Task details =
Copy exactly the lines of the data below that run from the line holding "the dark background." through the line holding "of the glossy", both ends included.

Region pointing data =

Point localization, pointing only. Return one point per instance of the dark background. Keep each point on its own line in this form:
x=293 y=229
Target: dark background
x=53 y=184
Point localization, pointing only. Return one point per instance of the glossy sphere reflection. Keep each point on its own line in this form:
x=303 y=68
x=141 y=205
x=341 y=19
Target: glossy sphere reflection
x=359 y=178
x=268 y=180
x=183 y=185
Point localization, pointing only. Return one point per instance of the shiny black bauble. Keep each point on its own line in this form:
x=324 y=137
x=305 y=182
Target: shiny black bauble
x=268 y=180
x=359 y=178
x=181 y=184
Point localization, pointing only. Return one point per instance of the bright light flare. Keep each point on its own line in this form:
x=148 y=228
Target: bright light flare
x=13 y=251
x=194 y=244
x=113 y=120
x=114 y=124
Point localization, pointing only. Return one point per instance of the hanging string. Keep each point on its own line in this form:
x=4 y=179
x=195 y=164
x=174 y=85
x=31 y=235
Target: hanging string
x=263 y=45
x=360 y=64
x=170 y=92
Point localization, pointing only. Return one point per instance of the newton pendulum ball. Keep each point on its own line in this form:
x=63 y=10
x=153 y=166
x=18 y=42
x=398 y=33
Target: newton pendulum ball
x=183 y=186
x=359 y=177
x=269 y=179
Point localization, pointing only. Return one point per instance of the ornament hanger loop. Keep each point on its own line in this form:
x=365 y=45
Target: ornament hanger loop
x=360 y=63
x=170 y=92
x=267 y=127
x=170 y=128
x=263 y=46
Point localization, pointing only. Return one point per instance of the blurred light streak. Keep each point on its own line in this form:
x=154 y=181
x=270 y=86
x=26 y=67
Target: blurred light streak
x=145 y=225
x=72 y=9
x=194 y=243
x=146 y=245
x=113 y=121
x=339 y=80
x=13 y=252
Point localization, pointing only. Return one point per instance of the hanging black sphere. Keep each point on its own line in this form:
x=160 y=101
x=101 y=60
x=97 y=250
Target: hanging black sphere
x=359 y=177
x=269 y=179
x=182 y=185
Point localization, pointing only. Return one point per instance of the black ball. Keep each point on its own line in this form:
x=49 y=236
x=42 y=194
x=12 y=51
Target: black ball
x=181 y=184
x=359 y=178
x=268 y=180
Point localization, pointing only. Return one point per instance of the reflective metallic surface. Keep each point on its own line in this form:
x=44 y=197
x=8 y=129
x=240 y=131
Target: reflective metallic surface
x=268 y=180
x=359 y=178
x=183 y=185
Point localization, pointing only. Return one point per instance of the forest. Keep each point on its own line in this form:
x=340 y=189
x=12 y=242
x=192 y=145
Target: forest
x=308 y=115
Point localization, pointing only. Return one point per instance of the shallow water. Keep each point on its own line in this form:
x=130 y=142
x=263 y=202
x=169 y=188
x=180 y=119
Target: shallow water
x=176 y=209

...

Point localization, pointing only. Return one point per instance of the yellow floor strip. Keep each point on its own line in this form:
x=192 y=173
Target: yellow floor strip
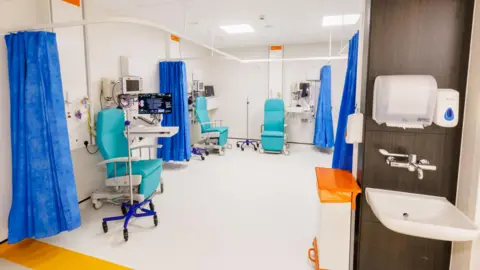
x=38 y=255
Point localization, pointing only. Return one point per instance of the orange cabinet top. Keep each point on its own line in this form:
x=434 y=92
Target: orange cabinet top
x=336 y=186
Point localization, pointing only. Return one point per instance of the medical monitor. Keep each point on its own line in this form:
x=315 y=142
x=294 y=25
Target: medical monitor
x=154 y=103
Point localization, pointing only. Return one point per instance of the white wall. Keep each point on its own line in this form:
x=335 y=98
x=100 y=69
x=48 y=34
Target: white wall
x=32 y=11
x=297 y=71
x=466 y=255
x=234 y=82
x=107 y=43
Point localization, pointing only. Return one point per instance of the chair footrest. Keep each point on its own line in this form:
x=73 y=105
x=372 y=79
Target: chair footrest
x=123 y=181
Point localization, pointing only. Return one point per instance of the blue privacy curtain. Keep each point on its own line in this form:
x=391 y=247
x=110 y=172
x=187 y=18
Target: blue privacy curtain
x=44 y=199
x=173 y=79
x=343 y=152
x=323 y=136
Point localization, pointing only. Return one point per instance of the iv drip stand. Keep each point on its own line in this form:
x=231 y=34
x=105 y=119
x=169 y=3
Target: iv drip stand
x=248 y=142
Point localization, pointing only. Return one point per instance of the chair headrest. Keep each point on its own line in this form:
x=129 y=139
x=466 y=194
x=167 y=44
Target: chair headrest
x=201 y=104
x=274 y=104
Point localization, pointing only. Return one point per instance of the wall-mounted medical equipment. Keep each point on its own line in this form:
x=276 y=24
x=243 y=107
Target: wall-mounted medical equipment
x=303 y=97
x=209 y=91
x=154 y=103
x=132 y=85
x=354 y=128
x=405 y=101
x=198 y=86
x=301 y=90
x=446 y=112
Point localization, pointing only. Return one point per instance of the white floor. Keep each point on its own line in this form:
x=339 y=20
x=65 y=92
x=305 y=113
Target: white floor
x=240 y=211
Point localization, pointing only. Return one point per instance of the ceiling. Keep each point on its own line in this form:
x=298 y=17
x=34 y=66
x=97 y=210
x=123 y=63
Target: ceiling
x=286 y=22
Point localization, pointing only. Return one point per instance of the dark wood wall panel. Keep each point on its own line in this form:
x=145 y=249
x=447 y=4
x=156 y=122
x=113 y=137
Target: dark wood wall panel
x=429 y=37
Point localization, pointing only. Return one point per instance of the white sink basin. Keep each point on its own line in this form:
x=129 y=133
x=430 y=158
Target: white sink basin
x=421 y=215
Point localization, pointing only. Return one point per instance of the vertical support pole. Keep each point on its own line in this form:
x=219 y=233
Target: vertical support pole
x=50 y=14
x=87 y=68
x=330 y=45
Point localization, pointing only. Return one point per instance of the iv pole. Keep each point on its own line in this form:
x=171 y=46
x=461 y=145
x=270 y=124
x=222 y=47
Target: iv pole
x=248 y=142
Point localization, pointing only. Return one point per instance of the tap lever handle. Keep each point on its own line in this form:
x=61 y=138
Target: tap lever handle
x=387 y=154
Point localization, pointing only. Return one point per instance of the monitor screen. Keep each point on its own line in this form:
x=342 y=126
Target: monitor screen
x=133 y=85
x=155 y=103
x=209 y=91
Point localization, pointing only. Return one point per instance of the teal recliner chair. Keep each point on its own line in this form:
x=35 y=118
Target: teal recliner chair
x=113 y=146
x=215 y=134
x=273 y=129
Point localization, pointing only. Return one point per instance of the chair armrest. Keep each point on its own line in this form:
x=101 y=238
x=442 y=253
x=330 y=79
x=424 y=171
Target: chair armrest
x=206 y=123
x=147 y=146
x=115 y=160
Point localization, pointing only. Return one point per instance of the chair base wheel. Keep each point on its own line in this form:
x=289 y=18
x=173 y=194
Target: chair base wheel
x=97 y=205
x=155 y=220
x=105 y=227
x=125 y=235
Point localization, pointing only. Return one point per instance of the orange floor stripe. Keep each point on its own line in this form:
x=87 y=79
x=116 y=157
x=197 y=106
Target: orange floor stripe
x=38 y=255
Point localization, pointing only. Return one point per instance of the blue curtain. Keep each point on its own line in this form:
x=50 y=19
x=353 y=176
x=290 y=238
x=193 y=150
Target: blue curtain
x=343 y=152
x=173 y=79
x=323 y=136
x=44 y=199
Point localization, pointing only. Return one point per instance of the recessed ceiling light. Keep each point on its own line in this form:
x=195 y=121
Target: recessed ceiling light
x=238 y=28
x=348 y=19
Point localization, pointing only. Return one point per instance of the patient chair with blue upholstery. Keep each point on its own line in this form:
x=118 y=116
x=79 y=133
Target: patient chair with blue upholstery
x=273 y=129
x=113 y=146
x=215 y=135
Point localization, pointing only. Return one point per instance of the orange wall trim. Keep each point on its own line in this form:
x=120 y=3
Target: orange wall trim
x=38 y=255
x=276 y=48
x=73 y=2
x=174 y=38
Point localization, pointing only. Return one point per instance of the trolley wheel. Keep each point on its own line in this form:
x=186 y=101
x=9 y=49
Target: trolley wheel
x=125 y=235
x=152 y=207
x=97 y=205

Problem solution =
Point localization, pointing only. Return one point per instance of the dark background. Keep each point on its own line in this form:
x=293 y=229
Target: dark background
x=53 y=184
Point localization, pointing only. Return one point per instance of the glossy sphere reflection. Keep each point on its own line in this form:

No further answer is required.